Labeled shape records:

%%

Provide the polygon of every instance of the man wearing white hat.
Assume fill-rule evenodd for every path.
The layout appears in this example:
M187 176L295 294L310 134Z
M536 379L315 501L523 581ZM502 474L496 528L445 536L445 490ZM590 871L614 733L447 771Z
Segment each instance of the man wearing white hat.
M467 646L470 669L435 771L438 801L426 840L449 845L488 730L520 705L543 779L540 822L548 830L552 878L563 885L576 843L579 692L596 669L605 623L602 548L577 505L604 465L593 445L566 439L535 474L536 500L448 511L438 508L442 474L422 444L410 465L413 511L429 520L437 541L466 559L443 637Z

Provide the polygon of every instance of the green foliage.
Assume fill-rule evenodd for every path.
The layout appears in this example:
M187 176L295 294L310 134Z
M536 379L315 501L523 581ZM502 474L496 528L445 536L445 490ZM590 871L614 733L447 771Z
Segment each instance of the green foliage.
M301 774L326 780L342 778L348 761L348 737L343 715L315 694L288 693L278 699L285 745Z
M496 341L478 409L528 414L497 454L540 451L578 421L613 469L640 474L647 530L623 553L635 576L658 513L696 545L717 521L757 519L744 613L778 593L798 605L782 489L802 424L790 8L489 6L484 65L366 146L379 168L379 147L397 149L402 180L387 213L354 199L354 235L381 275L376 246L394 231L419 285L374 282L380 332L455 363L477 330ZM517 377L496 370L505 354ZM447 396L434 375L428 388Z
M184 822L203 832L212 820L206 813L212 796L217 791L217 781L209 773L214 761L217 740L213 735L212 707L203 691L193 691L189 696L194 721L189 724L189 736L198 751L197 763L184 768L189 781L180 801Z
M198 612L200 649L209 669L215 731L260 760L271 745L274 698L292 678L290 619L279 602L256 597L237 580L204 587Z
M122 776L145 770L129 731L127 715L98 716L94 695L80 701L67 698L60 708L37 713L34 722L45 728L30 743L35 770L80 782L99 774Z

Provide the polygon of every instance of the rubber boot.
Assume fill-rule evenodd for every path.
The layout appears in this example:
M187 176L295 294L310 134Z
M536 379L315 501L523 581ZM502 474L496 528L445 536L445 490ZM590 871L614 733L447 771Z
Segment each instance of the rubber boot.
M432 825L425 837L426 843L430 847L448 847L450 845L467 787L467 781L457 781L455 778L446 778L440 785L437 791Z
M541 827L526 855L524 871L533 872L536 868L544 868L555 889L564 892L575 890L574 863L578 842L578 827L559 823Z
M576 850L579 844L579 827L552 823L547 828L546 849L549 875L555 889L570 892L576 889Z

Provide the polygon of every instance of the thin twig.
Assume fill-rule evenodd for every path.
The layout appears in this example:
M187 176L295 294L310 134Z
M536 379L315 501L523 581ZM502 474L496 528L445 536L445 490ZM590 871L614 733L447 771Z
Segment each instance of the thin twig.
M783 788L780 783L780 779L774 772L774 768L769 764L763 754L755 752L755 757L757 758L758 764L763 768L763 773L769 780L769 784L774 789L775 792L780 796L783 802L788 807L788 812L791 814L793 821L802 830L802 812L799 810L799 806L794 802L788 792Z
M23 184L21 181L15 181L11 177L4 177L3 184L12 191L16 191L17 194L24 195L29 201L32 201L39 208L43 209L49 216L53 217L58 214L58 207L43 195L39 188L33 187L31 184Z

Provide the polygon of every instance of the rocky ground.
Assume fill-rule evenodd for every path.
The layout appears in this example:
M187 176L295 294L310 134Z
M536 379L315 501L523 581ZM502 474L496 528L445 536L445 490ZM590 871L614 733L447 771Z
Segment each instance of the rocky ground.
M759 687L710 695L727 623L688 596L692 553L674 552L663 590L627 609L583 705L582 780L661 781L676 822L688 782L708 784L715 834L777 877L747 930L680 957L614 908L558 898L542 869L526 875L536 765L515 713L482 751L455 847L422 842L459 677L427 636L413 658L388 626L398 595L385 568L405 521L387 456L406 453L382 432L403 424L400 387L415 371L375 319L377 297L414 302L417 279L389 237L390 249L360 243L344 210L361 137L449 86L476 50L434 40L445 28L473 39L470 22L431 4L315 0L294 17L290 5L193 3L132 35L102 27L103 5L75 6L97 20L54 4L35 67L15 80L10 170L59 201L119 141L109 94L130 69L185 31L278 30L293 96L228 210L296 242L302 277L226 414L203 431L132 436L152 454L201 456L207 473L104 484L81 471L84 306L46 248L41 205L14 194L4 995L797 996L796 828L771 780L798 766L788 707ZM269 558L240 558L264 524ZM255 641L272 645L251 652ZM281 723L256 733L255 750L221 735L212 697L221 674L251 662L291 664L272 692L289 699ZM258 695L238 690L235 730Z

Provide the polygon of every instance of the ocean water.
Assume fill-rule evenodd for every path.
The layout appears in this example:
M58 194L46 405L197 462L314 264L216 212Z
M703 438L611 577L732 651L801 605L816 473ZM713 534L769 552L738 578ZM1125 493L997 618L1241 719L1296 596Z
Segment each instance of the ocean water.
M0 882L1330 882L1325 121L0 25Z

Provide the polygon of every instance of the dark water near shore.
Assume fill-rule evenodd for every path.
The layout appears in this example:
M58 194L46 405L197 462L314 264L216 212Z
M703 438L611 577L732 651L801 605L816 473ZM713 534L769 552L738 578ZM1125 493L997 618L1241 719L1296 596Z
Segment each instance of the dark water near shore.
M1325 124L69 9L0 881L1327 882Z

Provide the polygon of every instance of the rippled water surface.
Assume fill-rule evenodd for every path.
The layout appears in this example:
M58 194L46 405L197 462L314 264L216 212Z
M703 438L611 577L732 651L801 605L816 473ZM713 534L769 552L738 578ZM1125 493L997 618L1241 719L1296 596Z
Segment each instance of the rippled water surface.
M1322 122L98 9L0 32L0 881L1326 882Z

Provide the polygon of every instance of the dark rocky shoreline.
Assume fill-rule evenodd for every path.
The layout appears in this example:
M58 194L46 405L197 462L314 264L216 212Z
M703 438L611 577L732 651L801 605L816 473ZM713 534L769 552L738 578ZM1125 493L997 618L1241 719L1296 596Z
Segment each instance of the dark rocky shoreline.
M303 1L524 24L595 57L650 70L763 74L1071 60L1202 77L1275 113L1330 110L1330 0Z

%%

* _Directions_:
Could you extract every line of the material above and reproduce it verbatim, with nothing changed?

* _Result of this exercise_:
Provide the polygon of every instance of the man wearing white hat.
Assume fill-rule evenodd for every path.
The layout appears in this example:
M187 176L295 294L310 134Z
M536 379L315 501L523 581ZM502 474L496 528L445 536L445 490ZM590 871L614 733L447 771Z
Segment each instance of the man wearing white hat.
M467 646L470 669L435 771L438 801L426 840L449 845L488 730L520 705L543 779L540 822L548 830L552 878L563 885L576 843L579 692L596 669L605 623L602 548L577 505L604 465L593 445L566 439L535 474L536 500L448 511L438 508L442 474L422 444L410 465L413 511L429 520L437 541L466 559L443 637Z

Provide the polygon of every instance of the green foliage.
Assume fill-rule evenodd for every path.
The layout appears in this example:
M187 176L295 294L310 134Z
M536 379L315 501L523 581ZM502 474L496 528L445 536L445 490ZM590 871L614 733L447 771Z
Segment each instance of the green foliage.
M301 774L326 780L342 778L348 761L348 737L343 715L315 694L288 693L278 699L285 745Z
M496 341L478 409L528 414L497 454L540 451L578 421L613 469L640 474L647 530L623 553L635 576L658 513L696 545L717 521L757 519L744 613L778 593L798 605L782 489L802 424L790 8L489 6L484 65L366 146L379 168L379 147L397 149L402 180L387 213L354 199L354 235L381 275L376 246L394 231L419 285L374 282L380 332L455 363L477 330ZM517 377L496 370L505 354ZM447 396L434 375L428 388Z
M184 822L203 832L212 820L206 813L212 796L217 791L217 781L209 773L214 761L217 740L213 735L212 707L203 691L193 691L189 696L194 721L189 724L189 736L198 751L197 763L184 768L189 781L180 801Z
M198 612L200 649L209 669L215 731L260 760L271 745L274 698L292 678L290 619L279 602L256 597L237 580L204 587Z
M122 776L145 770L129 731L127 715L98 716L94 695L80 701L67 698L60 708L37 713L34 722L45 728L30 743L35 770L80 782L99 774Z

Provide the polygon of every instance of the rubber boot.
Assume fill-rule evenodd for every path.
The layout appears in this example:
M187 176L295 294L310 134Z
M536 379L315 501L523 581ZM502 474L496 528L445 536L445 490ZM590 871L614 733L447 771Z
Segment each instance of the rubber boot.
M432 825L425 837L426 843L430 847L448 847L450 845L467 787L467 781L457 781L455 778L446 778L440 785L437 791Z
M541 827L526 855L524 871L533 872L536 868L544 868L555 889L564 892L575 890L574 863L578 842L578 827L559 823Z
M576 850L579 844L579 827L552 823L547 828L546 849L549 875L555 889L570 892L576 889Z

Provide the polygon of every instance of the thin twig.
Assume fill-rule evenodd for every path.
The layout appears in this example:
M187 176L295 294L310 134Z
M536 379L315 501L523 581ZM502 474L496 528L445 536L445 490ZM590 871L614 733L447 771Z
Segment each instance of the thin twig.
M783 788L780 783L780 779L774 772L774 768L769 764L763 754L755 752L755 757L757 758L758 764L763 768L763 773L769 780L769 784L774 789L775 792L780 796L783 802L788 807L788 812L791 814L793 821L802 830L802 812L799 810L799 806L794 802L788 792Z
M23 184L21 181L15 181L11 177L4 177L3 184L12 191L16 191L17 194L24 195L29 201L32 201L39 208L43 209L49 216L53 217L58 214L58 207L43 195L39 188L33 187L31 184Z

Provide the polygon of every instance of the rocky ground.
Assume fill-rule evenodd for every path.
The layout appears in this example:
M187 176L295 294L310 134Z
M536 379L315 501L523 581ZM502 474L496 528L445 536L445 490ZM590 871L614 733L447 771Z
Segment each instance of the rocky ground.
M759 687L710 695L727 623L688 596L692 553L674 552L663 590L627 609L583 705L582 780L661 781L676 822L688 782L708 784L715 834L777 877L747 930L680 957L614 908L558 898L542 869L526 875L536 765L515 713L482 751L455 847L422 842L459 677L427 636L413 658L388 626L398 595L385 568L405 521L387 456L406 453L382 432L403 424L400 387L415 371L375 319L377 297L414 302L417 279L389 237L390 249L360 243L344 210L361 137L449 86L476 50L434 40L445 28L473 39L470 22L431 4L315 0L294 17L290 5L193 3L132 35L102 27L103 5L75 6L97 20L54 4L35 67L15 80L10 170L59 201L119 141L109 94L130 69L185 31L278 30L293 96L228 210L296 242L302 277L226 414L203 431L132 436L152 454L201 456L207 473L104 484L81 471L84 306L46 248L41 205L14 194L4 995L797 996L796 828L771 780L798 766L788 707ZM269 558L240 558L264 524ZM255 641L272 645L251 652ZM281 723L256 733L255 750L221 735L212 697L221 674L251 662L291 664L272 692L289 699ZM258 695L238 690L235 730Z

Provide the polygon of every instance of the ocean water.
Assume fill-rule evenodd for every path.
The layout appears in this example:
M58 194L46 405L197 462L314 264L216 212Z
M703 438L611 577L732 651L801 605L816 473ZM713 534L769 552L738 578ZM1125 493L997 618L1241 719L1296 596Z
Segment each instance of the ocean water.
M0 882L1330 882L1325 121L0 25Z

Provide the polygon of every instance of the dark water near shore.
Assume fill-rule evenodd for every path.
The layout appears in this example:
M58 194L46 405L197 462L314 264L216 212Z
M703 438L611 577L732 651L801 605L816 473ZM713 534L769 552L738 578ZM1125 493L997 618L1241 719L1296 596Z
Segment each instance of the dark water near shore.
M1325 124L69 9L0 881L1327 882Z

Provide the polygon of every instance of the rippled water surface.
Assume fill-rule evenodd for every path.
The layout appears in this example:
M58 194L46 405L197 462L314 264L216 212Z
M703 438L611 577L732 651L801 605L816 473ZM713 534L769 552L738 578ZM1125 493L997 618L1241 719L1296 596Z
Segment each instance of the rippled water surface.
M1322 122L98 9L0 32L0 881L1326 882Z

Provide the polygon of every instance of the dark rocky shoreline.
Assume fill-rule evenodd for every path.
The layout appears in this example:
M58 194L46 405L197 462L314 264L216 212Z
M703 438L611 577L732 651L801 605L816 473ZM713 534L769 552L738 578ZM1125 493L997 618L1241 719L1296 596Z
Segment each instance of the dark rocky shoreline.
M303 1L524 24L595 57L650 70L763 74L1071 60L1202 77L1275 113L1330 110L1330 0Z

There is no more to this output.